- _Using the information_:
1. Can you reproduce the part of the thread on outgroups in phylogenetic trees that opens with the words containing "All that you" and closes with "is a outgroup?"?
2. Could you pick up the forum thread on outgroups in phylogenetic trees after its last sentence and keep writing it?

- _Provided text_:
[Start of section]

All that you know about outgroup - Outgroup and tree (Aug/12/2005 )
I am relatively new to the world of tree building and phylogenetics. Recently I was told to construct a tree out of sequenes that I have and also to root it by using 'Outgroup". I tried to find on net information on outgroup but wasnt satisfied. I would appreciate your help, if someone could explain me all about outgroup. my qs are :
1. What is a outgroup?
2. How do u choose a outgroup? I have a set of viral species from a group. how should i decide which one of them to use as an outgroup?
3. Why do u need a outgroup?
4. What can u infer when u include a outgroup in the tree?
5. How does it matter and affect the tree if an outgroup is not included in the tree, does the tree becomes unreliable, if yes why?
6. How does an outgroup make a tree better?
If any one can refer me to a reference or link or any info will be highly appreciated.
You use an outgroup to give relative distances on the tree. In the case of viral species, you can choose a member of the same group, or a more distantly related virus (that depends whether you want to show that all of the viruses you are studying are closely related or if you want to show that they are quite varied).
It sounds to me like you have your chosen virus sequences all in one group - I'd go to another virus in the same family, but not too distant.
The biggest problem I have come across with viral phylogenies are that all* of the programs and algorithms for constructing a tree are based on vertical evolution (ie that differences are carried down through the generations in small steps) and the big differences in viral sequences are caused by horizontal evolution (literally genes jumping from one "species" to another). The result is that a phylogeny based on the entire genome is unlikely to give you the same phylogeny if you analyse each ORF on their own. This can cause all manner of headaches
Let me sum up my experience: I used viral phylogenies to attempt to classify a new virus into a known group. I did NOT use an outgroup, since I had no idea where my virus might fall. Because I did not use an outgroup, I could view the tree as "unrooted" which makes classification easy since you can draw nice big circles over the groups. My problem was that the groupings did not fall with the given phylogenies in the ICTV so I contructed trees for each ORF (protein sequence) using every algorithm I could lay my hands on. Eventually, I found a few trees that were consistent with the ICTV classification and used these to place my virus into a group (which they have recenty gone of to change anyway!! ).

[End of section]

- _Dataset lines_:
[Start of section]

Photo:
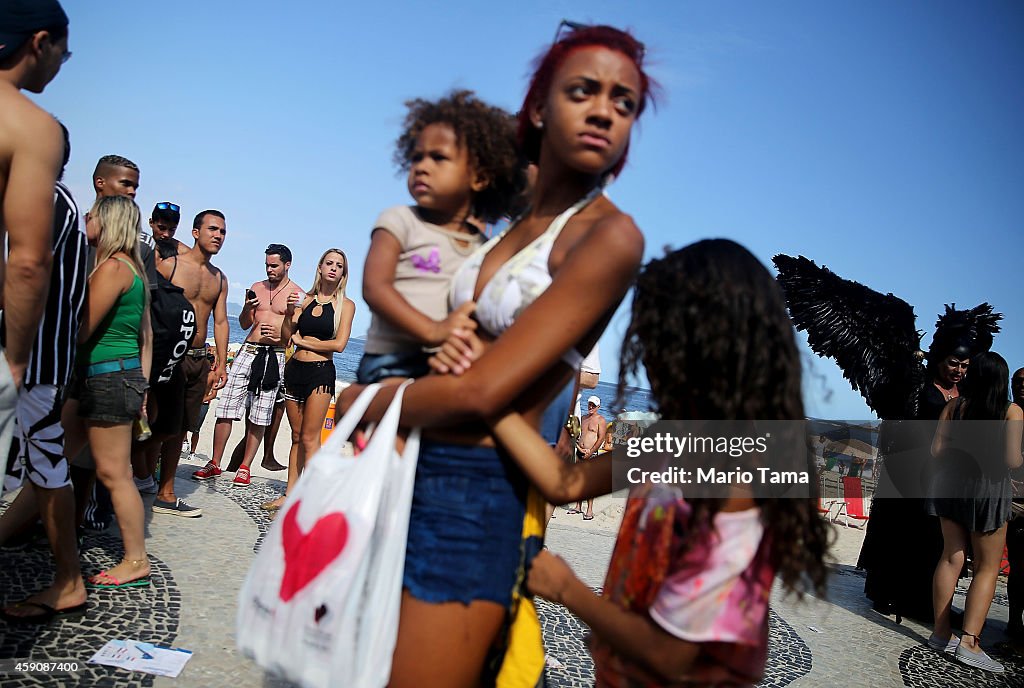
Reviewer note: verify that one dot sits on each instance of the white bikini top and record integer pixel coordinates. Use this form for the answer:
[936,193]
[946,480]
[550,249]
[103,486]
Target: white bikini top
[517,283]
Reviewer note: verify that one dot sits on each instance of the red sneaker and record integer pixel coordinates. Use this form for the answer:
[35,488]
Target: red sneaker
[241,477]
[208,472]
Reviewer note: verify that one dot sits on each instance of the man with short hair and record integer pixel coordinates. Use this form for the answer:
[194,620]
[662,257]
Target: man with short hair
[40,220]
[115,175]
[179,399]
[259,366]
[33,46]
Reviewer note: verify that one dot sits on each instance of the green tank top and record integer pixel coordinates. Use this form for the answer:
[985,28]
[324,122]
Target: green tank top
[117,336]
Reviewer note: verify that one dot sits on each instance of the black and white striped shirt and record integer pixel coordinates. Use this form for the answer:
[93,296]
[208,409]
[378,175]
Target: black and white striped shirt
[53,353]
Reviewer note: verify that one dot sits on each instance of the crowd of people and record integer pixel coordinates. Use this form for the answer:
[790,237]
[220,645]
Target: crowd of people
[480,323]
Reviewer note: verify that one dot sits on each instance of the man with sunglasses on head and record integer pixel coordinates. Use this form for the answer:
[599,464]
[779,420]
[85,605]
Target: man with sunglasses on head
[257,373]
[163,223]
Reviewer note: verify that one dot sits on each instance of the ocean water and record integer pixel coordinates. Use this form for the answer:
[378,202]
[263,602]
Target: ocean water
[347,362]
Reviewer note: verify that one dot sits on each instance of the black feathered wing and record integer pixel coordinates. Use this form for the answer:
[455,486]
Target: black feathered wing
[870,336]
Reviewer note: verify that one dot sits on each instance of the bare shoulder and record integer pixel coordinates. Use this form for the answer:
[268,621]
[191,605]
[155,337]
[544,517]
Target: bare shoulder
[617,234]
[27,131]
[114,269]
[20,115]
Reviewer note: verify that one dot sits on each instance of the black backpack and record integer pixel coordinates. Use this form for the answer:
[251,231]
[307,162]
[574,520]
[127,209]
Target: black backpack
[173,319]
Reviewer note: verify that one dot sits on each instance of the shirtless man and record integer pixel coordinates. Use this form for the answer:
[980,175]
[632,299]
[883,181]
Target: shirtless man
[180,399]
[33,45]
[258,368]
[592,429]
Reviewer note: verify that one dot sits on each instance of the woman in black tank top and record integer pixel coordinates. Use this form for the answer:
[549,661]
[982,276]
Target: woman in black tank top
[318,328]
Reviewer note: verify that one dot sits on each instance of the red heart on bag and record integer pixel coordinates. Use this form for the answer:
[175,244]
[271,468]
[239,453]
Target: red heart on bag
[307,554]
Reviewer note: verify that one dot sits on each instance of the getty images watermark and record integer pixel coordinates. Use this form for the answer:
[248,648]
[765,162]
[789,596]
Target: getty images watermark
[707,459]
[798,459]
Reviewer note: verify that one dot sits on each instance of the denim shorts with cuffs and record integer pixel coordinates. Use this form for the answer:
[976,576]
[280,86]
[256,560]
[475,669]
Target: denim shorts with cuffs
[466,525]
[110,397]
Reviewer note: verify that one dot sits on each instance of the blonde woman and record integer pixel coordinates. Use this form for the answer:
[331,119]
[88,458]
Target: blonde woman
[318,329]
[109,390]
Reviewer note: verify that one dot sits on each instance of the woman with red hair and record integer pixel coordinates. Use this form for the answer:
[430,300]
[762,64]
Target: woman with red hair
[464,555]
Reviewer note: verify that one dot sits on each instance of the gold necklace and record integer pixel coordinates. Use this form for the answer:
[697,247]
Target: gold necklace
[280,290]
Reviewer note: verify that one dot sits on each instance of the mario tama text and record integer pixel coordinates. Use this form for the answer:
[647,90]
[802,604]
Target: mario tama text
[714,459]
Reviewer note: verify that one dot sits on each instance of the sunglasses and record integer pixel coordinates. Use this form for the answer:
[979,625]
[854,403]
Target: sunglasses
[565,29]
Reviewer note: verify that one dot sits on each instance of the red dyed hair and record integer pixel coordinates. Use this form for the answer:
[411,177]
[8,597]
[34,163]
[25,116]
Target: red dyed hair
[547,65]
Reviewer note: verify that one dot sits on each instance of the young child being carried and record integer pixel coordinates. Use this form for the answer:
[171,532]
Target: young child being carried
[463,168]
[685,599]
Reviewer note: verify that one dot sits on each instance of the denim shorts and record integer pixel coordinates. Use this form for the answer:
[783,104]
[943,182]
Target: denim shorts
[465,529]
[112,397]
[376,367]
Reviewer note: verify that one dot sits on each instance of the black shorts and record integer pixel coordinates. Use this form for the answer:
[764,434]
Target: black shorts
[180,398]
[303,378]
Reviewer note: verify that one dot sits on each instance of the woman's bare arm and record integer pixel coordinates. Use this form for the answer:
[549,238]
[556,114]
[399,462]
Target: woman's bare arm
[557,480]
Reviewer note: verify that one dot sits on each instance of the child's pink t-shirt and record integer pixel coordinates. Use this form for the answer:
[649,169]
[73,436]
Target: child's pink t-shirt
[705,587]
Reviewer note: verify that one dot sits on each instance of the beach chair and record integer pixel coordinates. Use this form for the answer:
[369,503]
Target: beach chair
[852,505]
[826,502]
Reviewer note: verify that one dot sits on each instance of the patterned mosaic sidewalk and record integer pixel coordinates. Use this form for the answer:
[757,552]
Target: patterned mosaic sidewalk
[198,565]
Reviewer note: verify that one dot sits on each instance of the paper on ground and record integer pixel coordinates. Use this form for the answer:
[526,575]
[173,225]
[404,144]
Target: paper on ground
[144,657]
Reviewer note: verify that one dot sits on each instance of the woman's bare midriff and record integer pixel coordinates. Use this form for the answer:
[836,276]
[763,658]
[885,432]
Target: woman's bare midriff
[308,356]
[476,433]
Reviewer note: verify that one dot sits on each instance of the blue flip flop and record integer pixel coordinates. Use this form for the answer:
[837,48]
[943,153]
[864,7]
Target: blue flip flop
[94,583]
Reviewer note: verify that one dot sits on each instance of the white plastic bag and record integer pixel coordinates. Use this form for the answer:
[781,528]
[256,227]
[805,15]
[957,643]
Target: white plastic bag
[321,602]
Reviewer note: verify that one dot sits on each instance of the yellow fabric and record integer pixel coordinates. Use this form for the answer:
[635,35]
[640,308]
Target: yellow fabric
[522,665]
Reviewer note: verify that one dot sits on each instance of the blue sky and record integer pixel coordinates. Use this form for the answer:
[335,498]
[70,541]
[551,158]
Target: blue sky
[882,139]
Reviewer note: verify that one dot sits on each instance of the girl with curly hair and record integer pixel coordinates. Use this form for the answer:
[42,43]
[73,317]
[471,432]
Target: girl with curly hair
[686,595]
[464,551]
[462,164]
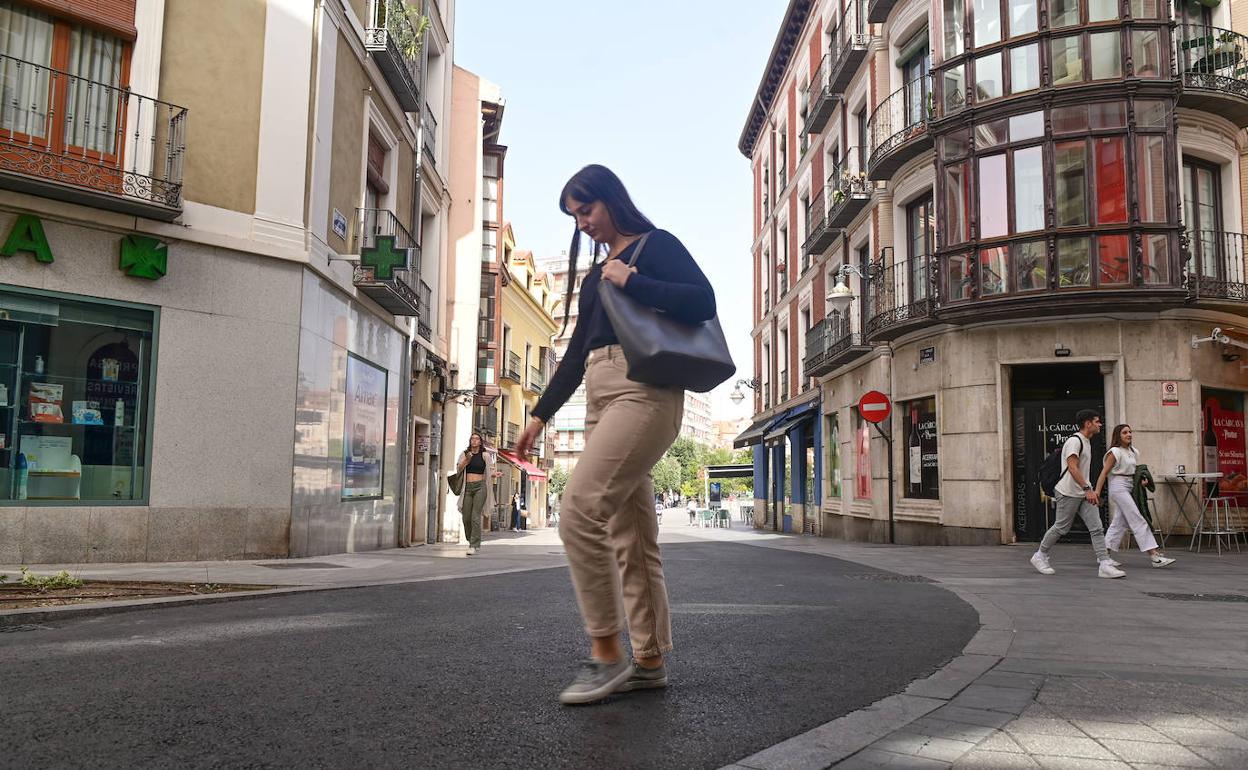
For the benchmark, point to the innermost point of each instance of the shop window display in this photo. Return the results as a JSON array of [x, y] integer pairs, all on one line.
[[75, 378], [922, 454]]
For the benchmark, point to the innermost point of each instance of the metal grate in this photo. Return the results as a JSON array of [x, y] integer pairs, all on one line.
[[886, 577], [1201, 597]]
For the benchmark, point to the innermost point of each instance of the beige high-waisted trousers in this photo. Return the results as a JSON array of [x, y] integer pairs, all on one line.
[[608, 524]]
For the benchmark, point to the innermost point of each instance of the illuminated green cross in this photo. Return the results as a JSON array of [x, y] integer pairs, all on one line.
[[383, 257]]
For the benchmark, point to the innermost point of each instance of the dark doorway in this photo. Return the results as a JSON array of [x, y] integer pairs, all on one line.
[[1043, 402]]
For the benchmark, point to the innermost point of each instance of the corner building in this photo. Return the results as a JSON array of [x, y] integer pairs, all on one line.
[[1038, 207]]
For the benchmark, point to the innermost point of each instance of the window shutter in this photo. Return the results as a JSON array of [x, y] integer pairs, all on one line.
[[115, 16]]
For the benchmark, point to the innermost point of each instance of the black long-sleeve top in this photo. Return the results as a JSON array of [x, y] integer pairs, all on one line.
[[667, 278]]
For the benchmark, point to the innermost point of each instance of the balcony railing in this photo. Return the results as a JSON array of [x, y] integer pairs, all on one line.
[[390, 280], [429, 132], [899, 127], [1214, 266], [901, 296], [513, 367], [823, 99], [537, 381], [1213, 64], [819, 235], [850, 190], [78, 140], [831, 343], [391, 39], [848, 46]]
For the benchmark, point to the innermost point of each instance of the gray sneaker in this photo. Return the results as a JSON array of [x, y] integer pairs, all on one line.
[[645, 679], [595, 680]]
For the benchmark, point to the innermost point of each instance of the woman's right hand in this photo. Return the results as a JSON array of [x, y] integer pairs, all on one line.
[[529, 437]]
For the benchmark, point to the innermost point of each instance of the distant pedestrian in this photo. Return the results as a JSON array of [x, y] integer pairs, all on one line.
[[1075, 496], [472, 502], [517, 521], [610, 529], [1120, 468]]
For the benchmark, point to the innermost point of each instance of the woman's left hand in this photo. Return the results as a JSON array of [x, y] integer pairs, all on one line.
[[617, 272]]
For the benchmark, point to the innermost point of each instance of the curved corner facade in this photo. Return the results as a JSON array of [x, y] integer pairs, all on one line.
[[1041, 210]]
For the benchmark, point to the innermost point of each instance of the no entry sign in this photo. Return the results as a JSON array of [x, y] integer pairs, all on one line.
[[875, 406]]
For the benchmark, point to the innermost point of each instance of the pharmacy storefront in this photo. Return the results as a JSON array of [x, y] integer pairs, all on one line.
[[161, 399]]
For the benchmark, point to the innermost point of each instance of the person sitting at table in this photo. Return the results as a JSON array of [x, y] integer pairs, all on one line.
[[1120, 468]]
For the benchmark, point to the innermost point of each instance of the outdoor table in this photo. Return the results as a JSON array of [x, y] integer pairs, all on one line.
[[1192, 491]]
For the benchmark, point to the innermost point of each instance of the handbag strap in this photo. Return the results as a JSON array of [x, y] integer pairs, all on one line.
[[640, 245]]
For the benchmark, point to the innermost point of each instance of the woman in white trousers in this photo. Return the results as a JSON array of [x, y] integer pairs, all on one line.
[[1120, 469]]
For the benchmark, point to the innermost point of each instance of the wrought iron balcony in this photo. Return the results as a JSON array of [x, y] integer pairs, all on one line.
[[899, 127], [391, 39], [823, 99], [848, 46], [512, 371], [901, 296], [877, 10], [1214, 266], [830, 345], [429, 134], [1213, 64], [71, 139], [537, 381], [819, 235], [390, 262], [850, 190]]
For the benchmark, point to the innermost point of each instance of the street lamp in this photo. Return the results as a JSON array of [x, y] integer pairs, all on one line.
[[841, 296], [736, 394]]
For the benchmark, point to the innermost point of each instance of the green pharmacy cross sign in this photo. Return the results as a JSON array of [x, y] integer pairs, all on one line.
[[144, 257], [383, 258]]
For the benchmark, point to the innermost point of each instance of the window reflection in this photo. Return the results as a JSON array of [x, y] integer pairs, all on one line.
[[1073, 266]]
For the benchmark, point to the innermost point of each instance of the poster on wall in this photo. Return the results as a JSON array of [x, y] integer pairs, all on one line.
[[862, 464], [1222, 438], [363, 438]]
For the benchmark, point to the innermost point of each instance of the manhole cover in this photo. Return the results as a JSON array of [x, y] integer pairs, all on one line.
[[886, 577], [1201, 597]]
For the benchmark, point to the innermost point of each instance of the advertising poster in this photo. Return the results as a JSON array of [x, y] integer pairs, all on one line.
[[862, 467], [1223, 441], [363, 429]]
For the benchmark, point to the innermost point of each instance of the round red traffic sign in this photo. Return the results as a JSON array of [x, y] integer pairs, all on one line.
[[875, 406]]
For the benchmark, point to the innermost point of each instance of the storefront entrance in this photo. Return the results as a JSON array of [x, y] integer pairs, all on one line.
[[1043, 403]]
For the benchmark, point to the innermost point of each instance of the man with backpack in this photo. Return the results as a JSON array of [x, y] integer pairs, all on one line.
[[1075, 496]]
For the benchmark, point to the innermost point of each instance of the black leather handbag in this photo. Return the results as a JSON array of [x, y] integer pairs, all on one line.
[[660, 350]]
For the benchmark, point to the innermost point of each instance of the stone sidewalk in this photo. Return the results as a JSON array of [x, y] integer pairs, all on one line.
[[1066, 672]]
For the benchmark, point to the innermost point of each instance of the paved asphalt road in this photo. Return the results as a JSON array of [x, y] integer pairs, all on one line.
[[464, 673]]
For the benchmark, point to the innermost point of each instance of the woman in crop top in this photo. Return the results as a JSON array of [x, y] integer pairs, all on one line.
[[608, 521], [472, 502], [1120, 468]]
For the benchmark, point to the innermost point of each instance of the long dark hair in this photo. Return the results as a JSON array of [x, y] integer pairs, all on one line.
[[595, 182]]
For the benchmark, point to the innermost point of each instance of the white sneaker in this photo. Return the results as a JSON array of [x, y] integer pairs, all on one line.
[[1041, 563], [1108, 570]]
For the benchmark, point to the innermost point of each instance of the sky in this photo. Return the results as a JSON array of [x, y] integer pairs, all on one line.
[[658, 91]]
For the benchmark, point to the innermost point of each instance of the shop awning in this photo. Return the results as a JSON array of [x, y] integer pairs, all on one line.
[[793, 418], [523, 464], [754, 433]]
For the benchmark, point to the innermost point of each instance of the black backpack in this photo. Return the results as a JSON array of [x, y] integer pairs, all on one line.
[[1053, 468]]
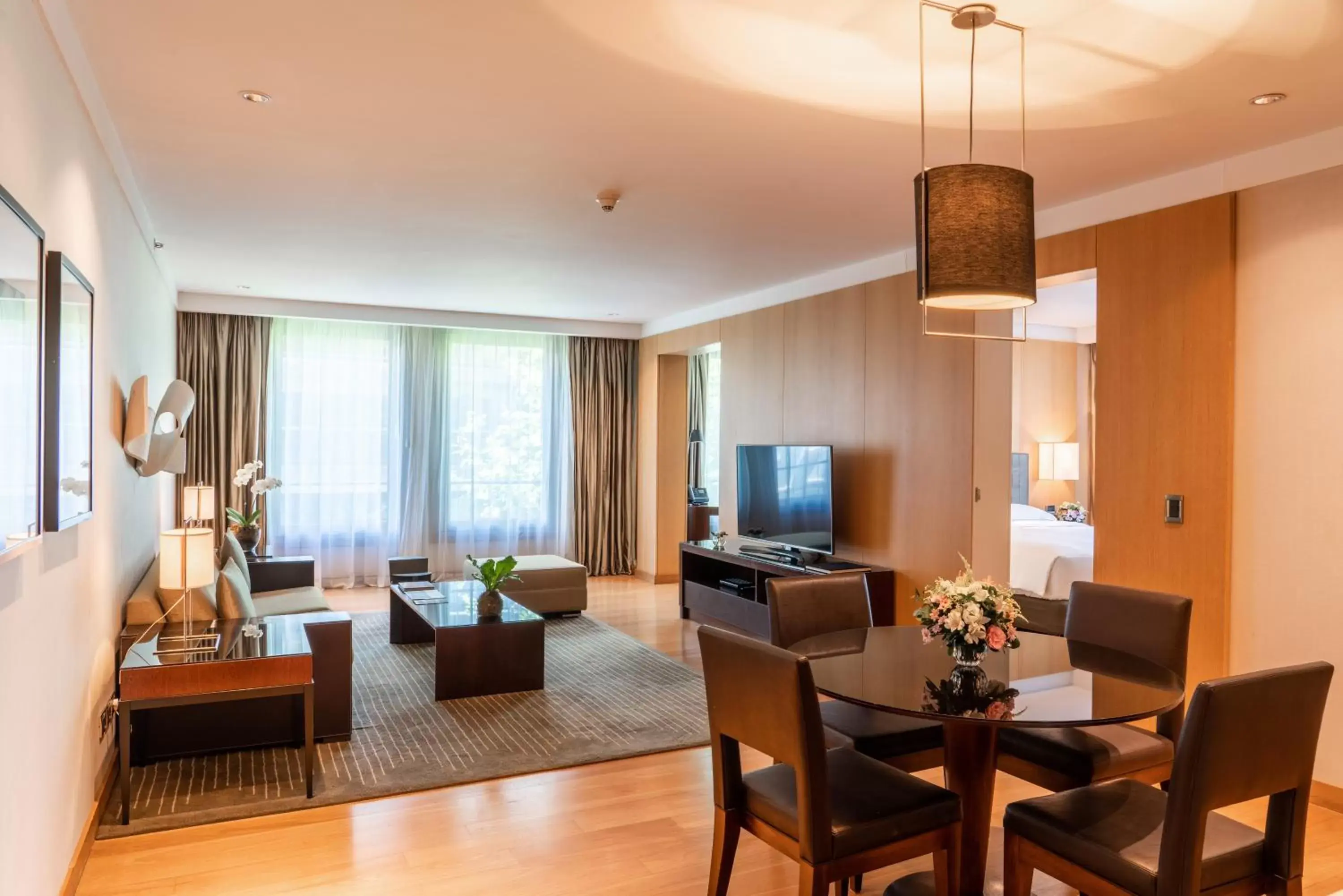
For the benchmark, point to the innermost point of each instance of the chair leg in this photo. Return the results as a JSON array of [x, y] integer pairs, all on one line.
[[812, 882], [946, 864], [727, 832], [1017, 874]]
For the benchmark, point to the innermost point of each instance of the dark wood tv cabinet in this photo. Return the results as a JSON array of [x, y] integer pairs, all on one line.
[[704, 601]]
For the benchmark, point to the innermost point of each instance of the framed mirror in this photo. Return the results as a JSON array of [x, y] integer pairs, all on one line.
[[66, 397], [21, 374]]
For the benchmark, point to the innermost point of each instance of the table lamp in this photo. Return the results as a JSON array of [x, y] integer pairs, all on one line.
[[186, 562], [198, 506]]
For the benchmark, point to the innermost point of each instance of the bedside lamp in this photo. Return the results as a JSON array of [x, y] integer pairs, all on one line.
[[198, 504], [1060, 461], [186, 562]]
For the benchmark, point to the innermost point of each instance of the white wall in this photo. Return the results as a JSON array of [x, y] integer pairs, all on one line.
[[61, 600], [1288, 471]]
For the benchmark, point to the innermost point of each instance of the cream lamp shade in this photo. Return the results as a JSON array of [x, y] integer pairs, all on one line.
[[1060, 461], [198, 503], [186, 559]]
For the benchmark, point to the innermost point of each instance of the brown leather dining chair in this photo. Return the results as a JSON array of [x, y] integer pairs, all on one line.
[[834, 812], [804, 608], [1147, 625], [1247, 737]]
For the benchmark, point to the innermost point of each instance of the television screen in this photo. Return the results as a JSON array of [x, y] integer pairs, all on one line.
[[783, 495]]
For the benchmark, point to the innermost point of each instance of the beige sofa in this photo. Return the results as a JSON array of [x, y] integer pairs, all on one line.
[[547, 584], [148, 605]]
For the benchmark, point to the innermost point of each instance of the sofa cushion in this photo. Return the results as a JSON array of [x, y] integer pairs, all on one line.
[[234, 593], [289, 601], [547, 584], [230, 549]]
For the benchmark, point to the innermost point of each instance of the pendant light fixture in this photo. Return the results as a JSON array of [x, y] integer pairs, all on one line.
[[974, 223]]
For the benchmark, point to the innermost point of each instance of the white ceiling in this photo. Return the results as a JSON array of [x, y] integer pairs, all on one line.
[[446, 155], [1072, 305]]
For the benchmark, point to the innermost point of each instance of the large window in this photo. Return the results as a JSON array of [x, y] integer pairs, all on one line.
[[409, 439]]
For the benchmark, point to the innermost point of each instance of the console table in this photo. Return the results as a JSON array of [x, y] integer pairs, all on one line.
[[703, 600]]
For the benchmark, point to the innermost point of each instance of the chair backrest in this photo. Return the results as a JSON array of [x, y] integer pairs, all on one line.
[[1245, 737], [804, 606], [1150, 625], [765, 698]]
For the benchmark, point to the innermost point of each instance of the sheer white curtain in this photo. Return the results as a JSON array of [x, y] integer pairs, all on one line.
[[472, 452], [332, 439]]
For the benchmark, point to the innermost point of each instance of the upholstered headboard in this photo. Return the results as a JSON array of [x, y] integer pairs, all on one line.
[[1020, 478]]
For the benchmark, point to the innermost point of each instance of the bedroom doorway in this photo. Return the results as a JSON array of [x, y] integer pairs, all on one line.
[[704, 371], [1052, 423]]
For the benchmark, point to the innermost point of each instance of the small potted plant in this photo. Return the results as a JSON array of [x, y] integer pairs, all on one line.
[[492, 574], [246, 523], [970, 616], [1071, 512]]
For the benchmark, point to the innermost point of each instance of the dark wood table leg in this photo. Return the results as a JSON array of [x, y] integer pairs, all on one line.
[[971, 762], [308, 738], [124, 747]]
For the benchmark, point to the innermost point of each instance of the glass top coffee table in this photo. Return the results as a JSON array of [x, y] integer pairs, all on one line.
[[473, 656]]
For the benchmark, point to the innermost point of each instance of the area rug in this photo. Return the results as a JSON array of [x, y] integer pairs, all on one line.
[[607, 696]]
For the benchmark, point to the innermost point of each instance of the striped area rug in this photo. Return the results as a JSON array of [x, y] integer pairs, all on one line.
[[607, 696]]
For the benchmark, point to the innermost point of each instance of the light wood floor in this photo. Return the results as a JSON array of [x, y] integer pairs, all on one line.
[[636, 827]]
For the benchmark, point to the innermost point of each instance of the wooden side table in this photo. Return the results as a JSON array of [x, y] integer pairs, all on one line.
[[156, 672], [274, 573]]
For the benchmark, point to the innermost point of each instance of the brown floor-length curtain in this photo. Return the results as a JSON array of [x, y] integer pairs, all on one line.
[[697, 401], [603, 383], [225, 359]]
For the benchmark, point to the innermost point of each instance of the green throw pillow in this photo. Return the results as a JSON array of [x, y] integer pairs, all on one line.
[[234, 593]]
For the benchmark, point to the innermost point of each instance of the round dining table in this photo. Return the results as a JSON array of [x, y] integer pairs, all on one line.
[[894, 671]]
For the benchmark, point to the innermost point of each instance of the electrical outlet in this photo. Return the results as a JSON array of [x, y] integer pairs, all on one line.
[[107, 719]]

[End of section]

- _Answers_:
1.
All that you know about outgroup - Outgroup and tree (Aug/12/2005 )
I am relatively new to the world of tree building and phylogenetics. Recently I was told to construct a tree out of sequenes that I have and also to root it by using 'Outgroup". I tried to find on net information on outgroup but wasnt satisfied. I would appreciate your help, if someone could explain me all about outgroup. my qs are :
1. What is a outgroup?

2.
In another case, I was looking at variants of a virus that was well studied, so I could easily pick an outgroup from amongst the closely related viruses, and in this case the phylogenetics programs were "better" at the analysis since the differences were small.
In either case, make sure that your tree is robust by doing bootstrap analysis. A low bootstrapping score is indicative of a not-so-good tree. All of the terminology and explanations of the different algorithms should be available in any good phylogenetics text book (dontchya just *love* the library? )
* if I am wrong, and there is a program that takes into account more horizontal than vertical evolution, then please let me know. It's been a few years since I had to do this work.